■ REQUIRED WORK:
(a) In the article about George McPhee and the trade deadline, what injury is defenseman Mike Green dealing with?
(b) Write a continuation of the article about George McPhee and the trade deadline, starting after its final sentence.

■ EXTRACTED TEXT:
**********

GM McPhee will wait before making moves
It is a conundrum for which Capitals general manager George McPhee has no answer.
Does he make a deal before the NHL trade deadline to improve his club? That critical Feb. 27 date is approaching rapidly. But with his team out of Stanley Cup playoff position at the moment and an upcoming stretch of five of six games on the road, McPhee also isn't sure where his team will be 10 days from now. It could be sitting pretty as the Southeast Division leader and in control of the race for the No. 3 seed in the postseason. Or it could have played itself completely onto the playoff bubble.
"We'll just see how things go," McPhee said. "I don't know whether we're going to make a hockey trade or do a rental or do something more permanent or do nothing. I don't know. You have your own ideas, but they may not develop into anything."
McPhee wants to wait as long as possible to gather more information -- about the state of his own team and the injury status of defenseman Mike Green (sports hernia) and center Nicklas Backstrom (concussion). Get both men back -- Green could play as soon as this weekend -- and the need for an impact trade lessens. But if Backstrom's status remains murky, the front office must decide whether the Caps' ceiling without him justifies a major move at the deadline.
There isn't yet the intense push from opposing general managers to make impact deals. Given how many teams remain in playoff contention, no one wants to give up on the season too soon.

**********

■ MATERIAL SUPPLIED:
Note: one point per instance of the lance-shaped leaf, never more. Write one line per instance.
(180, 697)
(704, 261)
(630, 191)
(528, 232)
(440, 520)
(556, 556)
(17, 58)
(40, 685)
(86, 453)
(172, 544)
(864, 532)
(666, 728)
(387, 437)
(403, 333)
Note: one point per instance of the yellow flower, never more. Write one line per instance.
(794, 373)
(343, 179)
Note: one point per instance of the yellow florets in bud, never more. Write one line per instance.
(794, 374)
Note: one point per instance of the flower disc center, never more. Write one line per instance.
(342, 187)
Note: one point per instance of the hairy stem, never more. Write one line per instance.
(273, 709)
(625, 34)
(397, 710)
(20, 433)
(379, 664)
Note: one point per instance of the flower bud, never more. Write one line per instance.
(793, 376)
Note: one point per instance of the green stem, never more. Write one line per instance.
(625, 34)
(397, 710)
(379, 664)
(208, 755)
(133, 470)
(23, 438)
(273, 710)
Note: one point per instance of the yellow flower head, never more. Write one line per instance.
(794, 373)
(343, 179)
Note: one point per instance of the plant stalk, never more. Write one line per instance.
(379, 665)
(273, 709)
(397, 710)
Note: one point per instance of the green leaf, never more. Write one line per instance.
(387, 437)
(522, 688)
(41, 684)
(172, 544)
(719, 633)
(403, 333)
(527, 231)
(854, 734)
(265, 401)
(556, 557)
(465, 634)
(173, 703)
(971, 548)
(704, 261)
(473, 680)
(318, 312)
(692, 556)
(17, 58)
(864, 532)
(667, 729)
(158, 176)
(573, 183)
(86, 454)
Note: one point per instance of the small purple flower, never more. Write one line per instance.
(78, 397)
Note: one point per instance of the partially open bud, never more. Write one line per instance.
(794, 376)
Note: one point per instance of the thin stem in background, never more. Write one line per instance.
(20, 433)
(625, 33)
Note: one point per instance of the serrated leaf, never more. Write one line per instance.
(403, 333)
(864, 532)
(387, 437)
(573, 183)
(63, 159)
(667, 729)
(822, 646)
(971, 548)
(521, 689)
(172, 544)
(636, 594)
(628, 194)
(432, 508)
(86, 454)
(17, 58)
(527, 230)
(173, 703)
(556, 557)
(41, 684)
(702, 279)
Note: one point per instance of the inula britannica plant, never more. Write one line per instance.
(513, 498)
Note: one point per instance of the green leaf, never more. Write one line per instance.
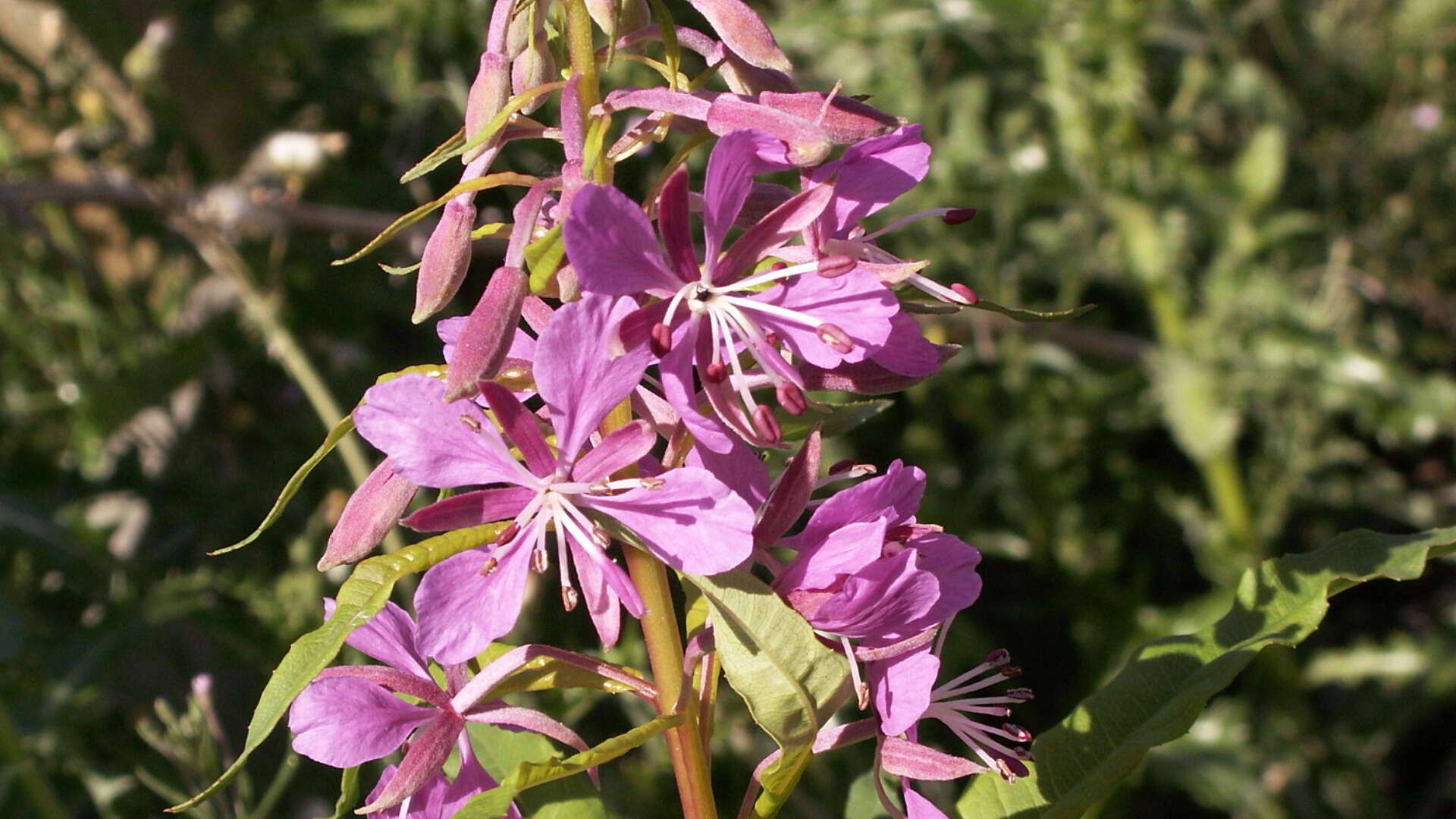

**********

■ TASK-BY-TASK ANSWERS:
(a) A sports hernia.

(b)
The salary-cap structure McPhee is working under isn't entirely clear, either. There would be money available for a major deal only if Backstrom is on long-term injured reserve for the rest of the regular season. But what if Washington makes a trade and then Backstrom is deemed healthy in the final two weeks of the regular season? In that case, the Caps wouldn't have the cap space to add him back to the active roster. He could rejoin the team only if it managed to qualify for the postseason without him.
Backstrom, who has skated just once since Jan. 6, has been riding an exercise bike recently, but there is no way to know whether his symptoms will subside next week, McPhee said, or whether he will be out until training camp. That uncertainty makes a general manager's job more difficult.
About the only definite in McPhee's mind is that he doesn't want to subtract from his NHL roster. He said veteran winger Mike Knuble, unhappy with his ice time, has not asked for a trade and that unrestricted free agents Dennis Wideman and Alexander Semin are not being shopped.
"We're not interested in moving anybody. We think we have a solid team when we get healthy," McPhee said. "We'll see how healthy we are 10 days from now and what we can expect from [Green] and [Backstrom], and then we'll make decisions based on that."